## Stated exercise:
Write the next part of the personal essay below about following the Chicago Cubs, starting right after its final sentence.

Kids change you in so many ways.
In my adult life “my” teams have never won a championship. I have always rooted for three teams: the Oakland Raiders, Iowa Hawkeyes (football and basketball) and the Chicago Cubs. The latter has and always will be my favorite. I painted the basement of my first house in Cubs colors. I painted their logo in one of the rooms. I have spent way too much money on Cubs stuff – jerseys, baseball cards, stuff.
The Raiders won in 1977, ’81 and ’84 – I was alive for two of those championships. The win in ’77 was 21 days before I was born and I don’t recall the wins in ’81 and ’84 as I was 3 and 6, respectively. The Cubs should have went to the World Series if it weren’t for Alex Gonzalez kicking the ball around the infield (no, it had nothing to do with Bartman). The Hawkeyes have never made it to the Final Four and were just in the Rose Bowl this year…and they were curb stomped by Stanford. I was a Colorado Avalanche fan when they won in 2001, but I was far from a life long fan like I am of the Raiders, Hawkeyes and Cubs.
I have always imagined I would empty my bank account on more memorabilia when/if the Raiders or the Cubs (especially the Cubs) won a championship. That ain’t happening.
I used to live and die with sports. I was way too invested in my teams. I somehow felt that if my teams lost is was a reflection of me. If they lost a big game, that was on me for some reason. And to that end I always figured that when/if the Raiders or the Cubs won a championship I would feel euphoric. I would want to scream and yell and make sure everyone knew that MY TEAM just won the championship.
I felt far from those feelings last night as I laid in bed watching the final out of the 2016 World Series.
My first born was at his first Cubs game before he was 3 months old.
My third child was named after the 1987 MVP – Andre “the Hawk” Dawson.
I guess I am trying to portray how serious my fandom is for the Cubbies on anyone who reads this. I have a “W” flag that I used to hang out after EVERY Cubs win. I had to let my neighbors know when the Cubs won, right?
I thought when the Cubs won the World Series I would jump for joy, drink a beer or three in celebration, be with other Cubs fans yelling and screaming – PARTYING.
That didn’t happen.
I have several baseball memories that I won’t forget:
- Shawon Dunston throwing liners across the infield that you could hang clothes from.
- Mark Grace being the only good thing the Cubs had going for them.
- Sosa and McGwire breaking the home run record in 1998. We were at a restaurant on Arapahoe road for my mom’s birthday. My dad and I watched McGwire break the record on a TV in the bar area.
- Kerry Wood struck out 20 Astros. I just happened to be at home in 1998 watching the game on WGN. I remember the weather and how hopeless the Astros looked.

## Given entries:
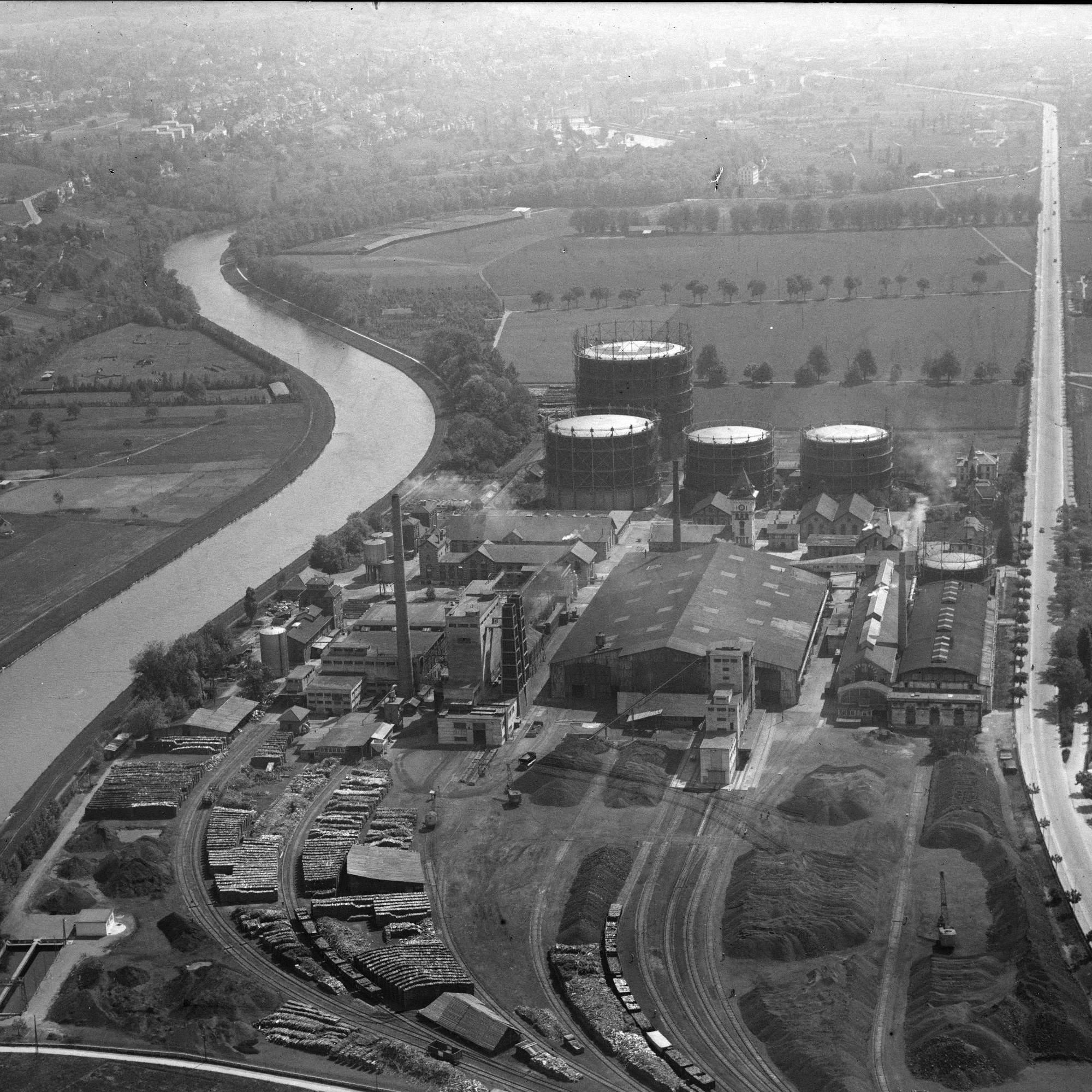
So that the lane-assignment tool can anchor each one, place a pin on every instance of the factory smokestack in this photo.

* * *

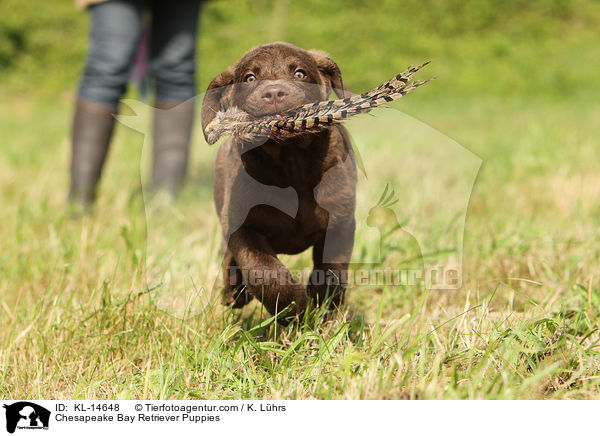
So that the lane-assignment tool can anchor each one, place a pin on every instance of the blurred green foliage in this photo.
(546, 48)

## Result of this task:
- Game 7 2003 NLCS – so depressing. Kerry Wood homers and the Cubs still lose. I was at a bar watching the game. Over near Park Meadows mall. Will never forget that.
- Now I can add laying in bed, watching the 10th inning of game 7 of the 2016 World Series. Dawson had woke up crying during the rain delay and Lisa was out with friends. So I brought him into our room and laid down in bed with him on my chest. He fell back asleep. I cherish this moment more so than the Cubs winning. My last child, almost 10 months old, sleeping on my chest. These days will never happen again. Hopefully the Cubs win another one in my lifetime (I know, 108 years and all). So Dawson lay on my chest, almost snoring, as I watched Ben Zobrist drive in the winning run. I didn’t cheer. I didn’t jump up and down. I put my fist in the air and made no noise. Then went back to patting Dawson on the butt and making sure he stayed asleep.
I wouldn’t change that for anything. Not for being at a bar with other Cubs fans. Not even for being at the game in Cleveland, or at a bar in Wrigleyville. Nothing. That was perfect.
And that is the first example of how kids change your life. Rather than being at a bar with strangers and screaming, yelling and drinking, I was at home in a quiet room with the people who matter most to me.
But that isn’t the only way kids change you.
I wasn’t even all that euphoric when they won. It wasn’t a giant relief. It wasn’t like I was overcome with emotions. Not even overcome with happiness. It was great, don’t get me wrong, but it wasn’t even the best baseball moment that I witnessed in the past seven days.
My son CJ was playing in his last baseball game of the year the weekend prior. My first born. My son. My super smart, super caring, sports loving kid. I can’t imagine caring about anyone or anything more (other than Maggie and Dawson, of course). You don’t know true love until you have a child. Not trying to slight Lisa, my beautiful, caring, fantastic mother to my kids and loving wife, but there is something about your kids. (Don’t even get me started down the path of those dog owners out there who think their dogs are like their kids.)
Being a typical seven year old, CJ has become a bit afraid of the baseball when batting. During practice with an adult pitching he hits the ball very good – hard hit balls all over the field. When another seven year old is throwing the baseball during a game things get a little more unpredictable and wild. He tends to step out and swing late because he is worried about getting hit.
On the way to his last game I told him to just have fun during his last game. Nothing else. Just have fun. Stay in the box and swing and get a good hit and have fun. After about six months of baseball you could tell the boys on his team were losing interest and I wanted him to end on a positive note with a positive feeling for baseball.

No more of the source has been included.